Seanad debates

Friday, 30 April 2004

Twenty-seventh Amendment of the Constitution Bill 2004: Second Stage (Resumed).

 

4:00 pm

Derek McDowell (Labour)

I am interested to hear the Minister's aside about horses being ready to bolt. Some of the comments made today and in the other House seek to convey the impression that somehow or other, there is a tidal wave of immigration or of people looking to exploit our law and our Constitution to gain Irish citizenship for children who will, at some point in the future, exploit it and perhaps come to work here or something awful like that. No matter what else we can say based on the facts that have been put into the public arena, the one thing we know for sure is that this is a fairly limited problem. The one point of which we are pretty sure is that we are talking about hundreds, or at most, the low thousands per annum in terms of children born here who go away and who may come back.

**Task statement**.
Reproduce the stretch of the Seanad debate above from "Derek McDowell (Labour)" through "may come back.", word for word.

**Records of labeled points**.
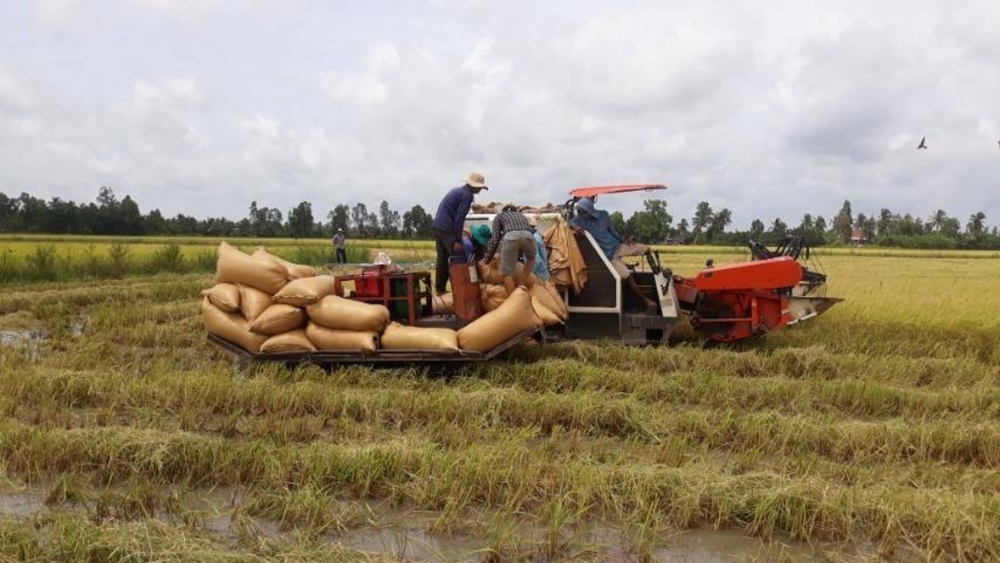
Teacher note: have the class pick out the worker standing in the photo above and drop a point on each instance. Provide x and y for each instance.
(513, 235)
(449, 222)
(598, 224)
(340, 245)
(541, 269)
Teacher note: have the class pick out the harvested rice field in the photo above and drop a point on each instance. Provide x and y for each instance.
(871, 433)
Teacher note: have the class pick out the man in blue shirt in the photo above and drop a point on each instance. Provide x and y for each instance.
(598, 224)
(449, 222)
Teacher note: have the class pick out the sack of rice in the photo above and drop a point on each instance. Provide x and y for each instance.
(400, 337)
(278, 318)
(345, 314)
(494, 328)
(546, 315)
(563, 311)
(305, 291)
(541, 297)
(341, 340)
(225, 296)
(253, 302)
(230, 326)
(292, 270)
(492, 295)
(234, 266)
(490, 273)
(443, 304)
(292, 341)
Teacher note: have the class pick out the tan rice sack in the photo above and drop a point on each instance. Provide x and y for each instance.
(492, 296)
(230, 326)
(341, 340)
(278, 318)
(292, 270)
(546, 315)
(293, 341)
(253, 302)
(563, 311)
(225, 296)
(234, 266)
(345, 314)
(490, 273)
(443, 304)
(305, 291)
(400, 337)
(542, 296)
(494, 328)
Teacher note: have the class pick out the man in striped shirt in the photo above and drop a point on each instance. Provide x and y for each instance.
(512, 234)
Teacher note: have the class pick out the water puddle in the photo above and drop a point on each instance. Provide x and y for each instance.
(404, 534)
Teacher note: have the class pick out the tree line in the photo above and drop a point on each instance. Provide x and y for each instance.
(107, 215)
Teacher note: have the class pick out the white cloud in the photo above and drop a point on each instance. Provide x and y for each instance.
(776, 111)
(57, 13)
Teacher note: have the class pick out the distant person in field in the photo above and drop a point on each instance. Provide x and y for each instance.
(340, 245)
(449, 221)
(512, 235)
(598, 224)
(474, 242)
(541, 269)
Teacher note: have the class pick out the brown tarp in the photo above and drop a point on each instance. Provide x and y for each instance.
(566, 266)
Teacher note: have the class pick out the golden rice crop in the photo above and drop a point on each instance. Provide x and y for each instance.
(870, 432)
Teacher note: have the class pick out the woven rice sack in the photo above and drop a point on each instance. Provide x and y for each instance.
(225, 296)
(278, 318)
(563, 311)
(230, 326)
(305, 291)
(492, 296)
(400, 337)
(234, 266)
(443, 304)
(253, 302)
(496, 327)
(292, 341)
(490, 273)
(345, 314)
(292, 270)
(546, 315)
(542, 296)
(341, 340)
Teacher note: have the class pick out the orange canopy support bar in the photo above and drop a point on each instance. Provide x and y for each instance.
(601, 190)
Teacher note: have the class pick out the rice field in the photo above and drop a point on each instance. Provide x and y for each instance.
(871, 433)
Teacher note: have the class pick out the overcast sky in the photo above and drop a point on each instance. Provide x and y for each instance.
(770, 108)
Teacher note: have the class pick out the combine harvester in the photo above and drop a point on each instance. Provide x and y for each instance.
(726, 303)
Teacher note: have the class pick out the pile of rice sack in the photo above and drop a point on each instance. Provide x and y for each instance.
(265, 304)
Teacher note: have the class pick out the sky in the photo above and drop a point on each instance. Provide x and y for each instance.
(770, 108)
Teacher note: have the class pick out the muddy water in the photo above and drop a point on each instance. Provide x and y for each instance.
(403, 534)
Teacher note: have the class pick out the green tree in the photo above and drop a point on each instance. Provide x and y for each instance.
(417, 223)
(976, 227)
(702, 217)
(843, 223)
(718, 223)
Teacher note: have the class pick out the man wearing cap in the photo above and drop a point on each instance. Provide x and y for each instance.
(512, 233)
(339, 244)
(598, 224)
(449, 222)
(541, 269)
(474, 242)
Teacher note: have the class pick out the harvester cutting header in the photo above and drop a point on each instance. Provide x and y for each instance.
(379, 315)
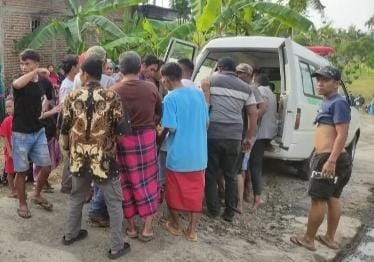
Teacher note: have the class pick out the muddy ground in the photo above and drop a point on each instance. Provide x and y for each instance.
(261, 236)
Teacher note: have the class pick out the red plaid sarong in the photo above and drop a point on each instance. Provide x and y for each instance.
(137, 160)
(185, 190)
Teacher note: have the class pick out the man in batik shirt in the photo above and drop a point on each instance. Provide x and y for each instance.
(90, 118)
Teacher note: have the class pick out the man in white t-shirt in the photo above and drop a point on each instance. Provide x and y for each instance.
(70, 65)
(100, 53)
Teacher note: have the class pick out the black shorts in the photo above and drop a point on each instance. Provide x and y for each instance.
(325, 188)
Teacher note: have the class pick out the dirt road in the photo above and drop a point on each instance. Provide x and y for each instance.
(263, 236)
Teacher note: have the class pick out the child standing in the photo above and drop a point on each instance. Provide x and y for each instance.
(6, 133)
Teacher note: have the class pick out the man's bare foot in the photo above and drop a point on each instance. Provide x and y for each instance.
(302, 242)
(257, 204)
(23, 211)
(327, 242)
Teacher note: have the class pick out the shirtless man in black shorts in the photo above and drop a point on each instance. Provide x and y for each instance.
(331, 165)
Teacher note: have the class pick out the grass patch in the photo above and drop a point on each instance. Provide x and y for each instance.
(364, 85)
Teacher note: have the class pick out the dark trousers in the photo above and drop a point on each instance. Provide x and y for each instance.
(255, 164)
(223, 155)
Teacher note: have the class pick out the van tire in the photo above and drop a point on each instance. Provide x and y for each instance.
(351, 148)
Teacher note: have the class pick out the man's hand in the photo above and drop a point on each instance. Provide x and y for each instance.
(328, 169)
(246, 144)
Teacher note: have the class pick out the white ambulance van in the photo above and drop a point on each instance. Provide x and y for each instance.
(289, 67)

**Solution for this problem**.
Derek McDowell (Labour)

I am interested to hear the Minister's aside about horses being ready to bolt. Some of the comments made today and in the other House seek to convey the impression that somehow or other, there is a tidal wave of immigration or of people looking to exploit our law and our Constitution to gain Irish citizenship for children who will, at some point in the future, exploit it and perhaps come to work here or something awful like that. No matter what else we can say based on the facts that have been put into the public arena, the one thing we know for sure is that this is a fairly limited problem. The one point of which we are pretty sure is that we are talking about hundreds, or at most, the low thousands per annum in terms of children born here who go away and who may come back.